▶ **WHAT YOU SHOULD DO**
Write out each entry, exactly the way it appears.

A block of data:
------------------------------
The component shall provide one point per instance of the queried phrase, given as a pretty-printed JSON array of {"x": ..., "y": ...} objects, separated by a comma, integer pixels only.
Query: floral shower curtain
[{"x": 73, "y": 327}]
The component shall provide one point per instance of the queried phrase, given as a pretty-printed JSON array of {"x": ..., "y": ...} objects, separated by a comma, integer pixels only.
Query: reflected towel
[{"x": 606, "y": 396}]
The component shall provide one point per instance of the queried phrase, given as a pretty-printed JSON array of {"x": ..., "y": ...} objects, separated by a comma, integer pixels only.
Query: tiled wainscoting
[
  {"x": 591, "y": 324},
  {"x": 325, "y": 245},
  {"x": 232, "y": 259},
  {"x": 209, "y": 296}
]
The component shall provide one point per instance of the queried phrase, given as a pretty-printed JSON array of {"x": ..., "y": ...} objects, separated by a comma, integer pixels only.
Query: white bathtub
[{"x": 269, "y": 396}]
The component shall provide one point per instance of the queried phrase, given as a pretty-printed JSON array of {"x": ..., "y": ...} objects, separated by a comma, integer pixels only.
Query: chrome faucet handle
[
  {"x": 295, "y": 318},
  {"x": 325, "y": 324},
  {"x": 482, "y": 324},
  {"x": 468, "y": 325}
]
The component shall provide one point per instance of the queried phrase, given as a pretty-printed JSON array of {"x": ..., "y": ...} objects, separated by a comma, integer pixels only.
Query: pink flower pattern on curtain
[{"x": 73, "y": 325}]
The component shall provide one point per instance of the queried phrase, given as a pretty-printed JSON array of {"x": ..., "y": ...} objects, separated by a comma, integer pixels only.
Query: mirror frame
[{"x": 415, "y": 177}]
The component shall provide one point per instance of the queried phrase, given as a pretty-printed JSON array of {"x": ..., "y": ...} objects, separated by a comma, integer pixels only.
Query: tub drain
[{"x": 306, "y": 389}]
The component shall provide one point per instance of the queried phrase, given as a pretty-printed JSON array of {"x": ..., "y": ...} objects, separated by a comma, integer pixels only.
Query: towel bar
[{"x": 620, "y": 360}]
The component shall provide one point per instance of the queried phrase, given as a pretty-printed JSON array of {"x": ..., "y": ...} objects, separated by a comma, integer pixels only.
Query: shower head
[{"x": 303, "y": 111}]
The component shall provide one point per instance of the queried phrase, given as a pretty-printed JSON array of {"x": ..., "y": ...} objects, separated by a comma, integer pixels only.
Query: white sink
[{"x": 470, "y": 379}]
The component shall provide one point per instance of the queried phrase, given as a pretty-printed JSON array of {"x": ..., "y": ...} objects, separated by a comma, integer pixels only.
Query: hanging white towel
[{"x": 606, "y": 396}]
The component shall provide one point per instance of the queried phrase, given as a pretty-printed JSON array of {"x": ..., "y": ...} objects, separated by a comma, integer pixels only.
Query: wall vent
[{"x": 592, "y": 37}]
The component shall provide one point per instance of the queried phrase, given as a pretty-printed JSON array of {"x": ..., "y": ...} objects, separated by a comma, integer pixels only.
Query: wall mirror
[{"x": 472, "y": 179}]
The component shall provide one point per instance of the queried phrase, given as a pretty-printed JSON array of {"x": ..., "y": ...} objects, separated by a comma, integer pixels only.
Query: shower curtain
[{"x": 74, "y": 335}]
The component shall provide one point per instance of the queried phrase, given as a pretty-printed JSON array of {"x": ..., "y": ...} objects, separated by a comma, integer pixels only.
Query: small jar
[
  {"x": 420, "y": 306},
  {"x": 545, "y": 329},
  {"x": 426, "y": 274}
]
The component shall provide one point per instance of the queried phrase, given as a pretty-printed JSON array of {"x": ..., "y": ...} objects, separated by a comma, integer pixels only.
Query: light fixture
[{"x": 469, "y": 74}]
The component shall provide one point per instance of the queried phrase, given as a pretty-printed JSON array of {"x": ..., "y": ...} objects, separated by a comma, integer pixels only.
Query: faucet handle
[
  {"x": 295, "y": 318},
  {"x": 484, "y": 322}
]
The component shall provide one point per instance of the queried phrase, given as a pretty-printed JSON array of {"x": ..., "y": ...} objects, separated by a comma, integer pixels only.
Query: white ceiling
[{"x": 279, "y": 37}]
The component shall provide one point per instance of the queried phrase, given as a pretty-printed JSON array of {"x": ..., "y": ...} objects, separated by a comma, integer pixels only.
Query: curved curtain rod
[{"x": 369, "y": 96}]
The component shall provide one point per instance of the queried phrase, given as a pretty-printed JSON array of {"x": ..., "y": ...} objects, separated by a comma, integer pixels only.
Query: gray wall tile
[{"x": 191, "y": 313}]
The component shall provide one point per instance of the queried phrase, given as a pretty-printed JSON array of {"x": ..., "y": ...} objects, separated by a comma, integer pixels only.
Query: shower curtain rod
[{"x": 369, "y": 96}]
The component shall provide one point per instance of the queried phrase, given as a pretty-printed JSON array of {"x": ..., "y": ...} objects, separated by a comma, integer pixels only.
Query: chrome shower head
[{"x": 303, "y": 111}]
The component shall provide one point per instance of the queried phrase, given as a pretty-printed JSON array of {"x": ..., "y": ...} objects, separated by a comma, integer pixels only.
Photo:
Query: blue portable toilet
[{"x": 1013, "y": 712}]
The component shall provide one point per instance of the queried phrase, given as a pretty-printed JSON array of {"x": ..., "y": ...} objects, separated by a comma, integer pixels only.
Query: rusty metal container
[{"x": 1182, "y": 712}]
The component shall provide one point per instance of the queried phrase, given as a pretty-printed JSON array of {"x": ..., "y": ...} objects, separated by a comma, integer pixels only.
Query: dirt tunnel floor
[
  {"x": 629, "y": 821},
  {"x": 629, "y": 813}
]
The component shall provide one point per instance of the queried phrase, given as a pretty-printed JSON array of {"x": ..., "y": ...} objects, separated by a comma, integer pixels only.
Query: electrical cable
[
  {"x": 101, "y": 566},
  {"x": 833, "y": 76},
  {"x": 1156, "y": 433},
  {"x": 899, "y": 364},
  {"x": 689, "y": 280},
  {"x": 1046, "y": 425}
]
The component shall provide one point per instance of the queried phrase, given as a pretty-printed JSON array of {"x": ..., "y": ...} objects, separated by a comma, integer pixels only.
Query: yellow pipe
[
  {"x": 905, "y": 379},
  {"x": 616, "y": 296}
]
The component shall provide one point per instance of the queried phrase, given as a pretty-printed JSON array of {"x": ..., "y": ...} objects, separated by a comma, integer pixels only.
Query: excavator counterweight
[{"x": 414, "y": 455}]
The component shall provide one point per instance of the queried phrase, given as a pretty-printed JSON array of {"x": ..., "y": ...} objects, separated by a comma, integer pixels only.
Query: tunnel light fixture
------------------------------
▶ **FINISHED TASK**
The component shall provide one point per instance of the queried phrase, given as a pretty-printed JSON array of {"x": ..., "y": ...} objects, separated by a comma, integer pixels only.
Query: floral shower curtain
[{"x": 73, "y": 327}]
The component shall provide one point per instance of the queried phrase, given as a pretty-printed JSON array of {"x": ..., "y": ...} objects, separated by a comma, integer pixels only.
Query: reflected towel
[{"x": 606, "y": 396}]
The component shall provide one point per instance of the queried phrase, given as a pretty-printed JSON array of {"x": ..., "y": ...} objects, separated by a comma, integer pixels only.
Query: tiled wainscoting
[
  {"x": 591, "y": 324},
  {"x": 325, "y": 245},
  {"x": 232, "y": 259},
  {"x": 209, "y": 296}
]
The component shall provide one point per instance of the queried phrase, given as a pretty-printed JSON array of {"x": ..., "y": ...} objects, separated by a comma, integer pixels only.
Query: white bathtub
[{"x": 269, "y": 396}]
The component shall provide one point per instance of the queried phrase, given as a pretty-printed JSON array of {"x": ..., "y": ...} objects, separated by a comma, integer pixels only.
Query: chrome faucet handle
[
  {"x": 295, "y": 318},
  {"x": 325, "y": 324},
  {"x": 482, "y": 324},
  {"x": 468, "y": 325}
]
The component shall provide one point per instance of the queried phrase, given as a pretty-printed JSON array of {"x": ..., "y": ...} objects, separated by a comma, integer pixels only.
Query: pink flower pattern on curtain
[{"x": 73, "y": 325}]
The component shall provide one point per instance of the queried phrase, given as a pretty-printed JSON array of {"x": ..., "y": ...} objects, separated by a comma, integer pixels only.
Query: mirror frame
[{"x": 415, "y": 177}]
The component shall provide one point per instance of the queried phrase, given as a pretty-printed JSON array of {"x": ..., "y": ...} objects, separated by a comma, integer pixels only.
Query: tub drain
[{"x": 306, "y": 389}]
The component shall provide one point per instance of the queried phrase, given as a pretty-printed JSON array of {"x": ..., "y": ...} objects, separated by a comma, integer pixels only.
Query: towel bar
[{"x": 620, "y": 360}]
The component shall provide one point per instance of the queried phrase, given as a pretty-printed JSON array of {"x": ..., "y": ...} objects, separated by a comma, integer pixels only.
Query: shower head
[{"x": 303, "y": 111}]
The component shall provide one point per instance of the queried phrase, given as a pretty-printed JSON array of {"x": ..., "y": ...} objects, separated by a comma, integer pixels only.
Query: white sink
[{"x": 470, "y": 379}]
The component shall provide one point per instance of the queried phrase, given as a pretty-printed JSON array of {"x": ..., "y": ...} objects, separated by a comma, integer pixels only.
Query: hanging white towel
[{"x": 606, "y": 396}]
The component shall provide one point per instance of the queried phrase, given as a pretty-printed JSON array of {"x": ..., "y": ...} objects, separated by a comma, integer pixels only.
Query: wall vent
[{"x": 592, "y": 37}]
The component shall provide one point per instance of the queried phrase, given as a pretty-printed JSON array of {"x": ..., "y": ...} objects, separated by a comma, integer pixels only.
Query: wall mirror
[{"x": 472, "y": 179}]
The component shall provide one point per instance of the queried phrase, given as a pretty-printed JSON array of {"x": ..., "y": ...} objects, separated by a comma, integer pixels only.
Query: shower curtain
[{"x": 74, "y": 335}]
The component shall provide one point per instance of the queried phrase, given as a pretty-printed JSON array of {"x": ..., "y": ...} objects, separated by a comma, integer pixels only.
Query: small jar
[
  {"x": 420, "y": 306},
  {"x": 545, "y": 329},
  {"x": 426, "y": 274}
]
The component shall provide one point per instance of the queried phrase, given as a pretty-printed JSON array of {"x": ..., "y": ...} objects, separated by a comma, integer pixels only.
Query: light fixture
[{"x": 469, "y": 74}]
The component shall provide one point per instance of the queried phrase, given as a pretty-printed JSON array of {"x": ..., "y": ...} objects, separated by a comma, integer pixels only.
Query: faucet handle
[
  {"x": 295, "y": 318},
  {"x": 484, "y": 322}
]
The component shall provide one point per instance of the queried phrase, given as a pretty-printed JSON array of {"x": ..., "y": ...} objects, separated by a comma, integer pixels only.
Query: white ceiling
[{"x": 279, "y": 37}]
The component shall provide one point per instance of the queried phrase, given as a pretty-printed JSON array of {"x": ..., "y": ...} objects, separated by a comma, integer pixels only.
Query: curved curtain rod
[{"x": 369, "y": 96}]
The component shall provide one point per instance of the queried phrase, given as a pretty-printed JSON array of {"x": ..., "y": ...} objects, separated by a comma, integer pixels only.
Query: gray wall tile
[{"x": 191, "y": 313}]
The component shall provide one point per instance of the queried phrase, given as a pretty-printed JSON array of {"x": ..., "y": ...} objects, separated by a comma, integer pixels only.
Query: shower curtain rod
[{"x": 369, "y": 96}]
The component shall provide one point per instance of the queried phrase, given as a pretty-printed JSON array of {"x": ..., "y": ...} objects, separated by a comma, integer pixels only.
Query: chrome shower head
[{"x": 303, "y": 111}]
The component shall provide one point per instance of the queried phrase, given as a pretty-printed JSON array of {"x": ..., "y": ...} objects, separated by a comma, integer pixels only.
Photo:
Query: blue portable toilet
[{"x": 1013, "y": 712}]
The component shall provide one point per instance of the queried phrase, given as a pretty-printed JSON array of {"x": ..., "y": ...} objects, separated by a comma, integer pixels only.
Query: rusty metal container
[{"x": 1182, "y": 712}]
The component shall provide one point per instance of the queried phrase, given as a pretty-printed JSON array of {"x": ..., "y": ...} objects, separated by a comma, integer pixels only.
Query: dirt tunnel floor
[
  {"x": 629, "y": 821},
  {"x": 629, "y": 813}
]
The component shall provide one point per instance of the queried phrase, given as a pretty-printed JSON array of {"x": ..., "y": ...} objects, separated by a comma, integer pixels only.
Query: electrical cable
[
  {"x": 101, "y": 566},
  {"x": 833, "y": 76},
  {"x": 1156, "y": 433},
  {"x": 899, "y": 364},
  {"x": 689, "y": 280},
  {"x": 1046, "y": 425}
]
The component shall provide one point per instance of the queried phrase, given as a pretty-printed JSON array of {"x": ..., "y": ...} objects, separated by a comma, integer pixels only.
Query: yellow pipe
[
  {"x": 905, "y": 379},
  {"x": 616, "y": 296}
]
The component shall provide one point per instance of the queried phrase, given as a pretty-printed JSON array of {"x": ..., "y": ...} objects, separated by a comma, integer pixels only.
Query: excavator counterweight
[{"x": 414, "y": 455}]
The component shall provide one point per instance of the queried phrase, given as a pretty-printed JSON array of {"x": ..., "y": ...} objects, separated by a comma, integer pixels only.
Query: tunnel light fixture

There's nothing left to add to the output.